* Aim *
Reproduce the following records without any alteration, covering every one of them in full.

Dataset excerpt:

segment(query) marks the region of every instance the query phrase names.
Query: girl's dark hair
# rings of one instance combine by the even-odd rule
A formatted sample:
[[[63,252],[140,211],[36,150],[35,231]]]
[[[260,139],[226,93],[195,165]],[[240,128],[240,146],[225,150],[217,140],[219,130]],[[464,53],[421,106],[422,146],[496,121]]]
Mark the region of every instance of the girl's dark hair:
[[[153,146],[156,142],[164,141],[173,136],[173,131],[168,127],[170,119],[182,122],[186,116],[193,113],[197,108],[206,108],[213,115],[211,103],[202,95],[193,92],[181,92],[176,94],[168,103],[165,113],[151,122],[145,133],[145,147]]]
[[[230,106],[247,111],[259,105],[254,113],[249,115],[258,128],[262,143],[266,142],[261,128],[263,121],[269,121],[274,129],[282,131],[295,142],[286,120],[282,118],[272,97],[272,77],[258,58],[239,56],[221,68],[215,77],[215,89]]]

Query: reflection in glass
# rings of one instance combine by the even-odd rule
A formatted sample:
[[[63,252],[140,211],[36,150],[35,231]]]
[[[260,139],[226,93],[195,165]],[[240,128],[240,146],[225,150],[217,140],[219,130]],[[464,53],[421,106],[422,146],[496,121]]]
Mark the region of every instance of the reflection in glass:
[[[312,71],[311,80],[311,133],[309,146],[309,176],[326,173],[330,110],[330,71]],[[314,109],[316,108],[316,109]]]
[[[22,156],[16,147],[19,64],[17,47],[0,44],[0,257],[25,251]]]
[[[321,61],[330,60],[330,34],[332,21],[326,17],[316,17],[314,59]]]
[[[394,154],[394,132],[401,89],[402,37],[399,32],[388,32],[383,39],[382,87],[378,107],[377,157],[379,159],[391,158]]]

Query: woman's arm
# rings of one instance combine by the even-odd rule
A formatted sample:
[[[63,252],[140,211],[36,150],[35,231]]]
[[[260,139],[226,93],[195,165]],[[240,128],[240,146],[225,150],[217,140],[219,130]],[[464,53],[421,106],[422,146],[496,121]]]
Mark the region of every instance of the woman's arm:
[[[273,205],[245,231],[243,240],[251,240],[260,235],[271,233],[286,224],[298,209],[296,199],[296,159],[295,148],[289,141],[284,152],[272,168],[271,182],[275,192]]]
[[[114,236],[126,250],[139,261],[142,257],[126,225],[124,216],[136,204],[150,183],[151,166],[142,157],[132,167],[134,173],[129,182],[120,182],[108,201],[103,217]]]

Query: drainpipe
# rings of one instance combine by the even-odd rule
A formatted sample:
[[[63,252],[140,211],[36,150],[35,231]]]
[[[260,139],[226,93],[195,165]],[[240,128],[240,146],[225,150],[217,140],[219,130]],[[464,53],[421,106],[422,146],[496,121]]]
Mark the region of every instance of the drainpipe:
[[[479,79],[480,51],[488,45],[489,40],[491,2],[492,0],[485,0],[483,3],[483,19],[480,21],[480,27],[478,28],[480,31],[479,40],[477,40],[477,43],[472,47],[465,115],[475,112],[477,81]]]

* Reply to the exercise *
segment(query) marks the region of every instance the query phrase names.
Query: girl's dark hair
# rings of one instance combine by the even-odd rule
A formatted sample:
[[[63,252],[140,211],[36,150],[35,231]]]
[[[260,139],[226,93],[195,165]],[[240,128],[240,146],[225,150],[217,140],[219,130]],[[464,53],[421,106],[422,146],[496,121]]]
Mark the region of every instance of the girl's dark hair:
[[[153,146],[156,142],[164,141],[173,136],[173,131],[168,127],[170,119],[182,122],[186,116],[193,113],[197,108],[206,108],[213,115],[211,103],[202,95],[193,92],[181,92],[176,94],[168,103],[165,113],[151,122],[145,133],[145,147]]]
[[[230,106],[247,111],[259,105],[254,113],[249,115],[258,128],[262,143],[266,142],[261,128],[263,121],[269,121],[274,129],[282,131],[295,142],[286,120],[282,118],[272,97],[272,77],[258,58],[239,56],[221,68],[215,77],[215,89]]]

Query: reflection in glass
# rings of one instance combine by the even-odd rule
A formatted sample:
[[[63,252],[140,211],[36,150],[35,231]]]
[[[260,139],[226,93],[195,165]],[[240,128],[240,146],[225,150],[217,140],[219,130]],[[464,53],[421,106],[422,146],[496,121]]]
Mark the region of every instance of the reflection in glass:
[[[312,71],[311,80],[311,133],[309,146],[309,176],[326,173],[330,110],[330,71]],[[314,109],[316,108],[316,109]]]
[[[22,156],[16,147],[19,64],[17,47],[0,44],[0,257],[25,251]]]
[[[321,61],[330,60],[330,34],[332,21],[326,17],[316,17],[314,59]]]
[[[394,154],[394,132],[401,89],[402,37],[399,32],[388,32],[383,39],[382,87],[378,107],[377,157],[379,159],[391,158]]]

Query: woman's arm
# rings of one instance combine by the even-odd rule
A formatted sample:
[[[63,252],[140,211],[36,150],[35,231]]]
[[[260,139],[226,93],[195,165]],[[240,128],[240,146],[225,150],[217,140],[219,130]],[[464,53],[421,106],[422,146],[496,121]]]
Mark the region of every instance of the woman's arm:
[[[273,205],[245,231],[243,240],[251,240],[260,235],[271,233],[286,224],[298,209],[296,199],[296,159],[295,148],[289,141],[284,152],[272,168],[271,182],[275,192]]]
[[[114,236],[126,250],[139,261],[142,257],[126,225],[124,216],[136,204],[150,183],[151,166],[142,157],[132,167],[134,173],[129,182],[120,182],[108,201],[103,217]]]

Query: drainpipe
# rings of one instance combine by the even-odd rule
A formatted sample:
[[[63,252],[140,211],[36,150],[35,231]]]
[[[260,139],[226,93],[195,165]],[[240,128],[240,146],[225,150],[217,140],[219,130]],[[464,53],[421,106],[422,146],[496,121]]]
Mark the region of every instance of the drainpipe:
[[[479,79],[480,51],[488,45],[489,40],[491,2],[492,0],[485,0],[483,3],[483,19],[480,21],[480,27],[478,28],[480,31],[479,40],[477,40],[477,43],[472,47],[465,115],[475,112],[477,81]]]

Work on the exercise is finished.